## 本文抜粋
========
※バンコク北バスターミナル(モーチット・マイ)の乗車エリアからラオスへの移動が始まります。
ラオスに移住して10年目に突入した2018年、3年振りにタイ・バンコクまで足を延ばしました。
タイのバンコクからラオスのビエンチャンを結ぶこのルートは、東南アジアをラウンドする旅行者が、必ず1度は通過すると言っても過言ではない「黄金ルート」の1つとして親しまれ、利用した経験がある方も少なくないと思います。
かつて私はバックパッカーとして何度もこのルートを行ったり来たりしたものの、ラオスに移住した現在では、すっかりバスに乗る機会を失っていました。今回久しぶりに全行程をバスで移動した体験を中心にレポートします。
ラオス・ビエンチャンからタイ・バンコクへの交通手段は?
※現在のラオ・エアは、ジェット化され安全かつ快適なフライトを楽しむことができますのでご安心を!
========
## 表示データ
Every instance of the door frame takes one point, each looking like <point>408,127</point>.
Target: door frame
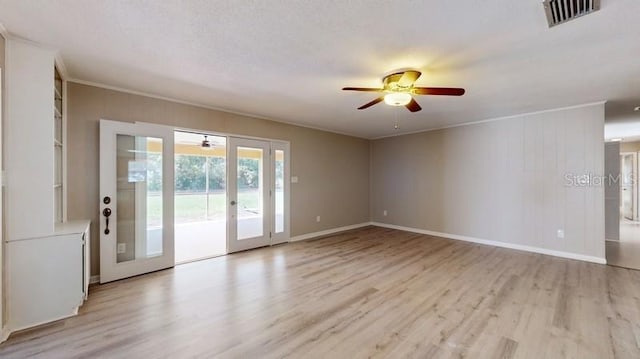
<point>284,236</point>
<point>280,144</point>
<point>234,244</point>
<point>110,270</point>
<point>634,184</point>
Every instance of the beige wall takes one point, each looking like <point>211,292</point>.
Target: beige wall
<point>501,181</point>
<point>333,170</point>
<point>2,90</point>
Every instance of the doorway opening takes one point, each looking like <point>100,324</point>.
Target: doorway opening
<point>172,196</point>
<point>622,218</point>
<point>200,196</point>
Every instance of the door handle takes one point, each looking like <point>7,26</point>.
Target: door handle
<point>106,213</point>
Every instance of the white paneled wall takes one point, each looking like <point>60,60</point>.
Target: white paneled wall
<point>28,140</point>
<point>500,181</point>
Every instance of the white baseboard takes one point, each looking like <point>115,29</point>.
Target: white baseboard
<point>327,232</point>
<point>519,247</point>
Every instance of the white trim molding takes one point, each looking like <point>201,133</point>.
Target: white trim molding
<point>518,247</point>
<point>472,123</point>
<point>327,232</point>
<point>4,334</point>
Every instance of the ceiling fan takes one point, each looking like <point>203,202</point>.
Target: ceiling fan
========
## 練習問題
1. バンコク・ビエンチャン移動記について、次の問いに答えてください。
(a) 筆者がバンコクまで足を延ばした2018年は、ラオスに移住して何年目か。
(b) そのときバンコクを訪れたのは何年振りか。
(c) バンコクとビエンチャンを結ぶルートは、東南アジアをラウンドする旅行者に何の1つとして親しまれているか。
2. バンコク・ビエンチャン移動記の要点を2文でまとめてください。
3. バンコク・ビエンチャン移動記の続きを、最後の文の後から書き継いでください。

## 模範解答
1.
(a) 10年目
(b) 3年振り
(c) 「黄金ルート」

2. ラオスに移住して10年目の2018年、筆者は3年振りにバンコクまで足を延ばし、久しぶりに全行程をバスで移動した体験を報告している。バンコクとビエンチャンを結ぶこのルートは、東南アジアを旅する旅行者の「黄金ルート」の1つとして親しまれており、筆者もかつてはバックパッカーとして何度も往来したが、移住後はバスに乗る機会をすっかり失っていた。

3.
ラオス・ビエンチャンとタイ・バンコク間は、かつて私が旅行者であったころから多くの旅行者が行き来する「黄金ルート」と呼ばれていました。
当時からこの都市間を結ぶ飛行機の直行便はありましが、以前のラオス航空では古い中国製の機材を使用されていました。
日本国外務省の発表する「海外危険情報」は、旅行者にとって非常に気になるものです。
かつてラオ・エアラインは「ラオス航空利用の際はY型機の搭乗は止め、ATR-72型機に搭乗するように」と名指しで注意喚起されるほど安全性が疑問視されていました。
実際に搭乗経験がある旅行者に「駐機中暑かった機内が離陸と共に涼しくなり、雲に突入したら機内が真っ白になった!」と聞かされました。「入り口がちゃんと閉まってないじゃん!」と大笑いしたのですが、本人は相当怖かったようです。
航空券も高価で約1時間半のフライトで200ドル(約21,600円:2000年1ドルは約108円)近くものコストが必要でした。
多くの旅行者が交通手段として高くて安全性に疑問がある空路よりも、「長距離バス」や「タイ国鉄・東北線」を選ぶのは当然の流れです。リーズナブルに、かつ比較的安全に移動できる「陸路移動」が当時の主流でした。
現在は空の便ではLCCが就航し、陸路でもタイ・カオサンロード発でラオス・ビエンチャン着のツーリストバスも運行されるようになり、以前と比べると遥かに便利になりました。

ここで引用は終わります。